# Door to Door Gun Confiscation



## Camel923 (Aug 13, 2014)

https://www.infowars.com/nz-door-to-door-gun-confiscation-1-dead-so-far/

Saw this but I have no other source. Let's see how this works out.


----------



## Steve40th (Aug 17, 2016)

Wont happen. Too much risk.


----------



## Back Pack Hack (Sep 15, 2016)

Steve40th said:


> Wont happen. Too much risk.


Not enough resources as well.


----------



## Illini Warrior (Jan 24, 2015)

the Left had very little gain in the anti-gun crusade 2008-2016 >>> all kinds of possible SCOTUS activity coming up >>> some of these individual states can go full manic and try enforcing some gun law by confiscation - it would draw FED action for sure because of the VERY probable violence ...

Obammy & Company saw what transpired when they poked the hornet's nest over the FED land disputes - I could see the same thing again but 20X worse if some state's police began a round up confiscation ....


----------



## stevekozak (Oct 4, 2015)

I will not be surprised when they try it. Of course, not everyone is a 80 year old woman with easily broken bones. Some people are mean ass Cajun alligators that won't take kindly to the attempt. Or so I hear.....


----------



## Illini Warrior (Jan 24, 2015)

stevekozak said:


> I will not be surprised when they try it. Of course, not everyone is a 80 year old woman with easily broken bones. Some people are mean ass Cajun alligators that won't take kindly to the attempt. Or so I hear.....


you'd see a small scale skirmish at a confiscation location >>> what you'd ultimately see is a Yellow Vest type armed protest marching to that state's capitol building - 5,000 - maybe 10,000 armed men marching and most probably hitting a police barricade and police line - what could happen with a confrontation like that is open to any possibilty ...


----------



## Mad Trapper (Feb 12, 2014)

Illini Warrior said:


> you'd see a small scale skirmish at a confiscation location >>> what you'd ultimately see is a Yellow Vest type armed protest marching to that state's capitol building - 5,000 - maybe 10,000 armed men marching and most probably hitting a police barricade and police line - what could happen with a confrontation like that is open to any possibilty ...


Well, mASSachusetts is due for a Lexington/Concord gathering.

The birth of our nation has the worst treasonist SOBs in Basstun, Ma.


----------



## Steve40th (Aug 17, 2016)

Mad Trapper said:


> Well, mASSachusetts is due for a Lexington/Concord gathering.


Hopefully someone will have a horse to ride out and call out the militia if needed.


----------



## Mad Trapper (Feb 12, 2014)

Steve40th said:


> Hopefully someone will have a horse to ride out and call out the militia if needed.


I'll hang the light, no stable


----------



## Illini Warrior (Jan 24, 2015)

Mad Trapper said:


> Well, mASSachusetts is due for a Lexington/Concord gathering.
> 
> The birth of our nation has the worst treasonist SOBs in Basstun, Ma.

RECORDS SUPPLIED:
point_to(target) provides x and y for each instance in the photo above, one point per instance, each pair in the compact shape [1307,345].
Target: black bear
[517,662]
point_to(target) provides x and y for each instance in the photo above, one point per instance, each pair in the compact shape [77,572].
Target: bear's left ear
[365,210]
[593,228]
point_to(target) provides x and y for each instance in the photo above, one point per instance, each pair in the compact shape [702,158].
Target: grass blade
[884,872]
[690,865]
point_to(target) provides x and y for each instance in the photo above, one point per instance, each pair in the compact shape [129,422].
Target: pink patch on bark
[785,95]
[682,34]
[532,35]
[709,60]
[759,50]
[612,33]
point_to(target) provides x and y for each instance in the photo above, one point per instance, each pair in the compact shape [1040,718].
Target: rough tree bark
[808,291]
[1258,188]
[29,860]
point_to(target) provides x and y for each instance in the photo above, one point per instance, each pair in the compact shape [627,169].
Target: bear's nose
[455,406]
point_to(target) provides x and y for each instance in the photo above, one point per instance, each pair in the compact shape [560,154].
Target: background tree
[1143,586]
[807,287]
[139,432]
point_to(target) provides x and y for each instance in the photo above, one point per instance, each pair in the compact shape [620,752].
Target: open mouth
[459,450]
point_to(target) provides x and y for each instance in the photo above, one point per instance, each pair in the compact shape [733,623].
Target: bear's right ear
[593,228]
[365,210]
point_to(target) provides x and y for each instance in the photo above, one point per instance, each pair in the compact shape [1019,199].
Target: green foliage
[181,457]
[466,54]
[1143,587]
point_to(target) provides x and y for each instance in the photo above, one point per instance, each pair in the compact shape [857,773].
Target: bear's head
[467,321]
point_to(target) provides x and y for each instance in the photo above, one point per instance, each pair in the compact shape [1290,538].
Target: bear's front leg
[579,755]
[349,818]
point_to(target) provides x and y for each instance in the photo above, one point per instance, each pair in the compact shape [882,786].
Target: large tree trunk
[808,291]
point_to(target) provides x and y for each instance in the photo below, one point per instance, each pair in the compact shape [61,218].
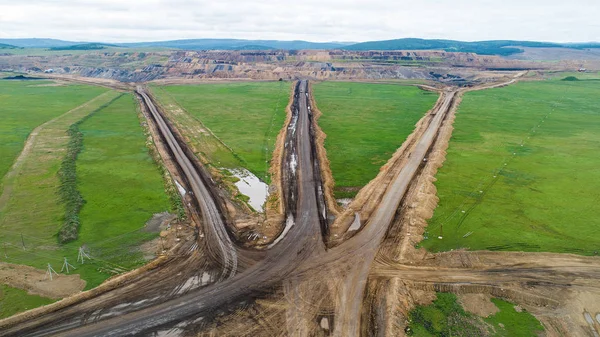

REQUEST 1: Change "resources" to "manpower" and write out everything from "Not enough resources" down to "probable violence ..." in the gun confiscation thread.
REQUEST 2: Write what follows the last line of the gun confiscation thread.

EXERCISE ANSWER 1:
Not enough manpower as well.


----------



## Illini Warrior (Jan 24, 2015)

the Left had very little gain in the anti-gun crusade 2008-2016 >>> all kinds of possible SCOTUS activity coming up >>> some of these individual states can go full manic and try enforcing some gun law by confiscation - it would draw FED action for sure because of the VERY probable violence ...

EXERCISE ANSWER 2:
you'd see a crapload of people show up in Sacramento for a confrontation >>>> make it MA, NY or NJ and it would be massive - they'd crapping in their diapers seeing greyhound after greyhound pulling up and 50 guys pulling out guns from the cargo hold - this why they want to backdoor gun laws and then intimidate people into complying - they actually know what'll happen if they push too hard ....


----------



## Grinch2 (Sep 12, 2016)

When it comes to gun confiscation it is a can of worms, there's more deciding factors than one can shake a stick at. And when it boils down to it even IF the government decided no more for civilians, from the people I talk to I find it to be a major misunderstanding that the U.S military will get involved, which the mass majority believe. 

Whatever your stance on L.E.O's IF it comes to whatever sort of confiscation it will be the state police who do it. Granted they may receive aid from other organizations, but the bulk of it will be state police. Anymore it's not Andy Griffith and Barney Fife type of guys, for example Eric Frein's manhunt, they were using military grade tactics and equipment. They are not helpless, in fact they are quite a force to be reckoned with, at this point they are our allies, but when S.H.T.F they will be the ones either gathering at the communal hubs and going door to door. 

Very few other countries if any have regional police forces as good or better as the U.S, they have advantages of size, training, tactics and equipment, not to mention mobility and land knowledge. Granted there are exceptions as with anything, veterans may have training and tactics, whoever might be better shots, but when it comes to one side vs the other they will not fight you nor your group at your best game.


----------



## Steve40th (Aug 17, 2016)

Paul Howe of Black Hawk Down fame wrote this article on Gun Confiscation, and the reality of it.
2nd Amendment and the Kool-aid Drinkers by Paul Howe - Soldier Systems Daily


----------



## archangel (Feb 20, 2019)




----------



## 1skrewsloose (Jun 3, 2013)

It's well and good that state patrol follow their oath. If there is any advanced warning, we can find out where they live. Not meaning any harm but to picket and protest their decisions to participate.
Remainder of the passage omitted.